> SUPPLIED TEXT
In September of 2015, after years of painstaking work and exhaustive calculation, the LIGO team received a gravitational wave signal that would forever change the field of physics. And yet, no one seemed to believe it. The Data Analysis Council thought that the signal had been the work of the Blind Injection Program, a group of three scientists who were to secretly "jiggle" the detection mirrors to inject a false signal into the data as a "practice run." Everyone thought that the detection was just a test, or that someone had been messing with the scientists. But after a CSI-like search of the facilities, it was clear to the LIGO team that no one had moved the mirrors. With the combination of this thorough search and the clarity of the detected signal, the team was convinced that it had seen the first gravitational wave, though the Data Analysis Council conducted over five months of testing to be absolutely certain (Imagine this awkward situation: "We discovered gravitational waves... Just kidding!").
Cadonati explained that LIGO data analysts shifted strings of data over 30 million times to create what simulated 600 thousand years of background information for the detection. This test allowed the physicists to know that what they had viewed was definitely a gravitational wave, and not just a random event. After their work was peer-reviewed (checked by other knowledgeable scientists), the LIGO team was ready to release the ground-breaking (or perhaps spacetime-rippling would be more accurate?) news.
Cadonati admitted that it wasn't until she had journalists and paparazzi lying across her feet in the front row of the National Science Foundation Press Conference that the enormity of the discovery hit her. She conceded that the atmosphere of the much-anticipated release was overwhelming, explaining that the team had been wrapped up in preparation until that day. Cadonati was shocked by the media's response. "There was an overflow room; many of the scientists couldn't even get in."

> THINGS TO DO
1. Name every group or organization mentioned by name in the passage on LIGO's gravitational wave discovery.
2. Write the next part of the passage on LIGO's gravitational wave discovery, picking up after its final sentence.

> SUPPLIED MATERIAL
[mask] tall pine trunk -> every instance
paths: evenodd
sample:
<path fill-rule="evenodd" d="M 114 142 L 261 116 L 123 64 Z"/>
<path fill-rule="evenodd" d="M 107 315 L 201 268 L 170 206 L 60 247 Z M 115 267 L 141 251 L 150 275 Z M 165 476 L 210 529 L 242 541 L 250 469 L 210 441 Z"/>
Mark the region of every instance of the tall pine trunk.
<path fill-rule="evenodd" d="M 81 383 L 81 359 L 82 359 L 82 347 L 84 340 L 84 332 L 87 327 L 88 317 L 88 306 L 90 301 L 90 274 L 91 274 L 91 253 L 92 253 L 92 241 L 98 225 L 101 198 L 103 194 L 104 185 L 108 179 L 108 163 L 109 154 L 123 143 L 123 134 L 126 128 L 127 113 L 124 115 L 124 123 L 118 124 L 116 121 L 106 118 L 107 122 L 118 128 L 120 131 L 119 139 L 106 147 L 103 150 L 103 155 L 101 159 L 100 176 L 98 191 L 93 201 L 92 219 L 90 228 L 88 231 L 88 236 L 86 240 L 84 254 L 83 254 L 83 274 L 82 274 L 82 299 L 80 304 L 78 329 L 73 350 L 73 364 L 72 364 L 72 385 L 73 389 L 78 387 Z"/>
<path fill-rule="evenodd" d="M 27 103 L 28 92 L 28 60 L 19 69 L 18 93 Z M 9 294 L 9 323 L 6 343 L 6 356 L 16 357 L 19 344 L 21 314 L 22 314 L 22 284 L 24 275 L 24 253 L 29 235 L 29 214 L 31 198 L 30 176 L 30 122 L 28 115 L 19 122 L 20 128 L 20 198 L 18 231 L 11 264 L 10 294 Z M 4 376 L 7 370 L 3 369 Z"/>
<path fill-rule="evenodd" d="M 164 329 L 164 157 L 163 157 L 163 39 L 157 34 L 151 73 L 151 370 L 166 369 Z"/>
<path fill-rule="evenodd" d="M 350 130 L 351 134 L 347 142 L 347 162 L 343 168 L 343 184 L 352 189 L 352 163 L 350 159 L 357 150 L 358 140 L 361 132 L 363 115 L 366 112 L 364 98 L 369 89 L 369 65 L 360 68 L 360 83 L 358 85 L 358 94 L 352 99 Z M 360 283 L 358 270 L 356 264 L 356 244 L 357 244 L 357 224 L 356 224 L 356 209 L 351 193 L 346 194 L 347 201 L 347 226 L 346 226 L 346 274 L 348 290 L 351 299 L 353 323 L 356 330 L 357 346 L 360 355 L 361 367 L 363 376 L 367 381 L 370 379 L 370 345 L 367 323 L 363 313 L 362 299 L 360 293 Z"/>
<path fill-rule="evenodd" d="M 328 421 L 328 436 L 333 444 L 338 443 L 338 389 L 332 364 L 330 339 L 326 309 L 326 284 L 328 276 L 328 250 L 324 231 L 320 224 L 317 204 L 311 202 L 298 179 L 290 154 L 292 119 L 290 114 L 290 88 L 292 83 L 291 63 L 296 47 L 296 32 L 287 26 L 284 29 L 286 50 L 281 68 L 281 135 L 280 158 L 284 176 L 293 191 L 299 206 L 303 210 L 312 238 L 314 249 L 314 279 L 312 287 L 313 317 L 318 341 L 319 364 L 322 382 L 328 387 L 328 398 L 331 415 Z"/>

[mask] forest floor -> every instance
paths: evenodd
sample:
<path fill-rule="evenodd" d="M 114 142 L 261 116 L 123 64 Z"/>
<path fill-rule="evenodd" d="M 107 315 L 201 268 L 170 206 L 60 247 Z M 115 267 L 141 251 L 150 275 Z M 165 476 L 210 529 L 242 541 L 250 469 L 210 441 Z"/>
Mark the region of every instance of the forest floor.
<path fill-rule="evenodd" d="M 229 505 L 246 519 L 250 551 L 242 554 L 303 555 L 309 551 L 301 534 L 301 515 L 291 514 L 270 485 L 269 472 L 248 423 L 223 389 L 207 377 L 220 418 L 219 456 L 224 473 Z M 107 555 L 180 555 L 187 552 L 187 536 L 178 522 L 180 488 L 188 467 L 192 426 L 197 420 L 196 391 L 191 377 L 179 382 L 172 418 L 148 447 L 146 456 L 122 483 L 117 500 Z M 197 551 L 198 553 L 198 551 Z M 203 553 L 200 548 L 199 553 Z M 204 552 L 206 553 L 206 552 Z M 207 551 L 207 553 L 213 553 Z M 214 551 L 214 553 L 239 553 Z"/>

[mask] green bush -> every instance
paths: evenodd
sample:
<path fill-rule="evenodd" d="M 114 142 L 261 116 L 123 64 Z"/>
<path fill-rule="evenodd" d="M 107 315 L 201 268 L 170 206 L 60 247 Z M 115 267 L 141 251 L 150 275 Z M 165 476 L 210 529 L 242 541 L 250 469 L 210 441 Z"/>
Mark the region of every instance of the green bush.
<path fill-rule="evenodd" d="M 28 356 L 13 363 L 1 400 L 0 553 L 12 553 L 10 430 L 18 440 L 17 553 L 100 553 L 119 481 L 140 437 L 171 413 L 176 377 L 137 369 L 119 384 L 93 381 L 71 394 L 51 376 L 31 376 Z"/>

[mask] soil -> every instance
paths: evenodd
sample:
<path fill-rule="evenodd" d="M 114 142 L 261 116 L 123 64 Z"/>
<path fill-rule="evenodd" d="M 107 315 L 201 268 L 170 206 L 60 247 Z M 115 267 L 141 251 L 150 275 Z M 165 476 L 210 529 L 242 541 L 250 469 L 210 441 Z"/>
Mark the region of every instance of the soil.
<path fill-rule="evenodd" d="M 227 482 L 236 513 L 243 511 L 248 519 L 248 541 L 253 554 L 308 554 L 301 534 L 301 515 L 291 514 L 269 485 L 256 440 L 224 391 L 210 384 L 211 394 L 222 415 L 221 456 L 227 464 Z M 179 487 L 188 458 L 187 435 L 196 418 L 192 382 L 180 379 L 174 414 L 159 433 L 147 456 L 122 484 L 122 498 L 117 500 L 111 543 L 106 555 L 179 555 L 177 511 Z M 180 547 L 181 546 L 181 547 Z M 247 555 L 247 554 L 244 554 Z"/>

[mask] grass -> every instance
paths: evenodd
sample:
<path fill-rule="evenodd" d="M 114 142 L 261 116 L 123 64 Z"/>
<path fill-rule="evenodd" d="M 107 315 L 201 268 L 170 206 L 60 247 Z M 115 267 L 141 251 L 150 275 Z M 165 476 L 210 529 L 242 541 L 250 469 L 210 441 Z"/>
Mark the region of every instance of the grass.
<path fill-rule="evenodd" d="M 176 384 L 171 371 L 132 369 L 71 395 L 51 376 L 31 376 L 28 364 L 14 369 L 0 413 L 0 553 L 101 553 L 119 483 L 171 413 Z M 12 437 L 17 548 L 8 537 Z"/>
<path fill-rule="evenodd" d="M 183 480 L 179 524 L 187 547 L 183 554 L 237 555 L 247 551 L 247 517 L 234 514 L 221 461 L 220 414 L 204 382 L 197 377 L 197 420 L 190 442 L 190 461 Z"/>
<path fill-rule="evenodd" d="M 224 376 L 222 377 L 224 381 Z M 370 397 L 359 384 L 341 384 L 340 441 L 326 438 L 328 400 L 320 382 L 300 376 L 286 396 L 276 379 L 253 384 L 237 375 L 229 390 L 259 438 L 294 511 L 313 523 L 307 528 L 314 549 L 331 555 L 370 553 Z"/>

> SET OF ANSWERS
1. LIGO team, Data Analysis Council, Blind Injection Program, National Science Foundation

2.
She described the emotion in the conference room as "dense," especially as LIGO cofounders Kip Thorne and Rainer Weiss embraced. To Cadonati, this represented much of what LIGO had accomplished. When she first met Weiss at MIT, she loved that he and the team were so excited about the experiment. She also appreciated the richness brought forth by the dynamic LIGO collaboration, which includes around 1,000 specialized scientists. It was this diversity of expertise and ideas that Cadonati felt led to the discovery.
But most important to Cadonati was the passion behind the entire endeavor. It was evident that LIGO was driven by what she called "the quest for understanding the universe," by the intense thirst for discovery and for a legacy equivalent to that of Galileo or DaVinci. Cadonati beamed at me when she explained that the team had created an experiment that employed feats of engineering, data analysis, and theory, and had taken the power of minds from Einstein to Thorne to solve such an immense problem.
_________
Looking back on my meeting with Professor Laura Cadonati, I can see that it wasn't the laboratories or my previous article that led me to Penn that drizzly day. It was the same passion that transformed the dreams of Einstein into the reality of LIGO three decades ago. It was the need to share something so much bigger than all of us. It was the hunger to discover, to teach, and to learn. And it's infectious.
The author would like to thank David Sliski at the University of Pennsylvania for arranging her meeting with Professor Laura Cadonati.